::: DATASET EXTRACT

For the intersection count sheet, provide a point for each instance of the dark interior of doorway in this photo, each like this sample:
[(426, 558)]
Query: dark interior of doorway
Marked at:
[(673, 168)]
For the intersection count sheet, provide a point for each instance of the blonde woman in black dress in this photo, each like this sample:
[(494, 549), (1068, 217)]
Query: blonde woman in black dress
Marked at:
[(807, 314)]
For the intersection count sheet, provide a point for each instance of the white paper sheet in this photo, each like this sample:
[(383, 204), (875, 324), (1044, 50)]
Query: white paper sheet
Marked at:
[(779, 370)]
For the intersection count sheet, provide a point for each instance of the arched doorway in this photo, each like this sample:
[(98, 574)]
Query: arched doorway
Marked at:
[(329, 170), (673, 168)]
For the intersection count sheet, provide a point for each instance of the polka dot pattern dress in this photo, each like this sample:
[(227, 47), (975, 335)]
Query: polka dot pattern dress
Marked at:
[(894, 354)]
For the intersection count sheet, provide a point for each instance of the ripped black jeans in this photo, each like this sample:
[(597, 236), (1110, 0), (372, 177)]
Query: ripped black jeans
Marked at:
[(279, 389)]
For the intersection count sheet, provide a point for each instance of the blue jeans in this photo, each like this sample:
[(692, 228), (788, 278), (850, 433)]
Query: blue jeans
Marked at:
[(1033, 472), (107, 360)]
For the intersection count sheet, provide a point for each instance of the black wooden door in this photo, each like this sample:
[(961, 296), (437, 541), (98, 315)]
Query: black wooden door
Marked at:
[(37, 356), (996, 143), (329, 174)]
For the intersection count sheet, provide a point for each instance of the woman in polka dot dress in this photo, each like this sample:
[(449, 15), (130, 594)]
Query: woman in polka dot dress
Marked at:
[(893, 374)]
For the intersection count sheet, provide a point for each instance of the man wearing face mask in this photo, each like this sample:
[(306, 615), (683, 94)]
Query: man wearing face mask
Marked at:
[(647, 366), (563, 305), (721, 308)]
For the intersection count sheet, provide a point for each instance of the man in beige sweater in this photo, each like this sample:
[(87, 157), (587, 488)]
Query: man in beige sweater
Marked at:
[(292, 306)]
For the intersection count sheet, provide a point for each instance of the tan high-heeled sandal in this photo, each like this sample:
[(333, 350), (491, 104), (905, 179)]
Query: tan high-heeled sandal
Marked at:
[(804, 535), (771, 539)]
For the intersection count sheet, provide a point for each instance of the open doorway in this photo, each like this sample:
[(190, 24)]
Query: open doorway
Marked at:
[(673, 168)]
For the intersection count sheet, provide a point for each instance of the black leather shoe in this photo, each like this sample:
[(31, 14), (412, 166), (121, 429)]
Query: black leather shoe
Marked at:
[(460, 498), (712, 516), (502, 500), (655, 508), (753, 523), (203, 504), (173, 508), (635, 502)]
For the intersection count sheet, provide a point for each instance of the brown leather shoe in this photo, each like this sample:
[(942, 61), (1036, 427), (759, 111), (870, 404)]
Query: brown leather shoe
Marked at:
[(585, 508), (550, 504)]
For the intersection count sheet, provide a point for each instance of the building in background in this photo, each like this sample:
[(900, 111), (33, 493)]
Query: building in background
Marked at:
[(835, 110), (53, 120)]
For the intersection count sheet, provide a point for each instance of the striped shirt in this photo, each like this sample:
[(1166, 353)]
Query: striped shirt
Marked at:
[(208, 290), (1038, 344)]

::::::

WORK INSTRUCTIONS
Render every line of the records above as a Markdown table with the columns No. and Line, numbering the rows in order and omitting blank lines.

ANSWER BELOW
| No. | Line |
|---|---|
| 1 | For the intersection count sheet, provide a point for each instance of the dark interior of doorway in this photo, each like this sample: |
| 2 | [(426, 558)] |
| 3 | Query: dark interior of doorway |
| 4 | Marked at: |
| 5 | [(673, 168)] |
| 6 | For the intersection count sheet, provide a point for each instance of the blonde woman in black dress in this photo, each like this sample: |
| 7 | [(494, 549), (1068, 217)] |
| 8 | Query: blonde woman in black dress |
| 9 | Marked at: |
| 10 | [(807, 314)] |
| 11 | For the intersection count sheet, provide a point for each instance of the white paper sheet in this photo, each like this sample: |
| 12 | [(383, 204), (875, 324), (1044, 50)] |
| 13 | Query: white paper sheet |
| 14 | Marked at: |
| 15 | [(779, 370)] |
| 16 | For the intersection count sheet, provide a point for each instance of the arched doorway in this photo, each like this sample: |
| 17 | [(98, 574)] |
| 18 | Query: arched doorway |
| 19 | Marked at: |
| 20 | [(329, 170), (673, 168)] |
| 21 | For the intersection count sheet, provide a point for each instance of the polka dot pattern dress in this photo, each like this sample: |
| 22 | [(227, 47), (975, 335)] |
| 23 | Query: polka dot pattern dress |
| 24 | Marked at: |
| 25 | [(894, 354)] |
| 26 | For the intersection count sheet, provide a point for each instance of the ripped black jeans in this photo, each like this sample: |
| 27 | [(597, 236), (1110, 0), (372, 177)] |
| 28 | Query: ripped black jeans |
| 29 | Marked at: |
| 30 | [(279, 389)] |
| 31 | For the intersection count sheet, provide a point for each instance of the blue jeans in this photo, each like this sample: |
| 32 | [(692, 228), (788, 278), (850, 433)] |
| 33 | Query: blue jeans |
| 34 | Marked at: |
| 35 | [(1033, 472), (107, 360)] |
| 36 | For the intersection count sheet, provide a point for each instance of the black wooden door in this photo, each like this sample: |
| 37 | [(961, 296), (437, 541), (98, 315)] |
| 38 | Query: black wooden door |
| 39 | Marked at: |
| 40 | [(37, 356), (996, 143), (329, 174)] |
| 41 | For the intersection count sheet, provide a point for each instance of the woman in polka dot dress in this photo, each like this sample: |
| 42 | [(449, 15), (130, 594)] |
| 43 | Query: woman in polka dot dress |
| 44 | Marked at: |
| 45 | [(893, 374)] |
| 46 | For the intersection count sheet, provide a point for each instance of the man wearing face mask in this photo, each like this sample: |
| 47 | [(306, 615), (683, 94)] |
| 48 | Query: man wearing face mask |
| 49 | Marked at: |
| 50 | [(647, 366), (563, 305), (721, 308)] |
| 51 | For the intersection count sheet, provide a point for each instance of the man in beige sweater in this photo, each like this sample: |
| 52 | [(87, 157), (587, 488)] |
| 53 | Query: man in beige sweater |
| 54 | Marked at: |
| 55 | [(292, 306)] |
| 56 | For the intersection count sheet, provide a point for each instance of the tan high-heeled sandal in this photo, each like this sample: |
| 57 | [(333, 350), (491, 104), (905, 179)] |
| 58 | Query: tan high-heeled sandal |
| 59 | Marked at: |
| 60 | [(804, 535), (771, 539)] |
| 61 | For the intersection count sheet, provide a point for each instance of the open doorway in this photo, each like this sample: |
| 62 | [(190, 24)] |
| 63 | Query: open doorway |
| 64 | Marked at: |
| 65 | [(673, 168)] |
| 66 | For the intersection count sheet, provide a point for each instance of the black leather shoe in this photo, each like this sample: |
| 67 | [(31, 14), (412, 166), (121, 429)] |
| 68 | Query: black leather shoe |
| 69 | Marked at: |
| 70 | [(460, 498), (712, 516), (502, 500), (655, 508), (753, 523), (203, 504), (173, 508), (635, 502)] |
| 71 | For the intersection count sheet, provide a point for each instance of the brown leather shoe in this photo, each like this sample: |
| 72 | [(942, 61), (1036, 427), (759, 111), (870, 404)] |
| 73 | Query: brown leather shoe |
| 74 | Marked at: |
| 75 | [(585, 508), (550, 504)] |
| 76 | For the intersection count sheet, provide a point for each instance of the building in background in this photo, each like this sample: |
| 77 | [(900, 111), (33, 493)] |
| 78 | Query: building in background |
| 79 | Marked at: |
| 80 | [(835, 110), (53, 120)] |
| 81 | For the intersection count sheet, provide a point for each instance of the striped shirt in this photo, each like this sample: |
| 82 | [(1166, 353)] |
| 83 | Query: striped shirt |
| 84 | Marked at: |
| 85 | [(208, 290), (1038, 344)] |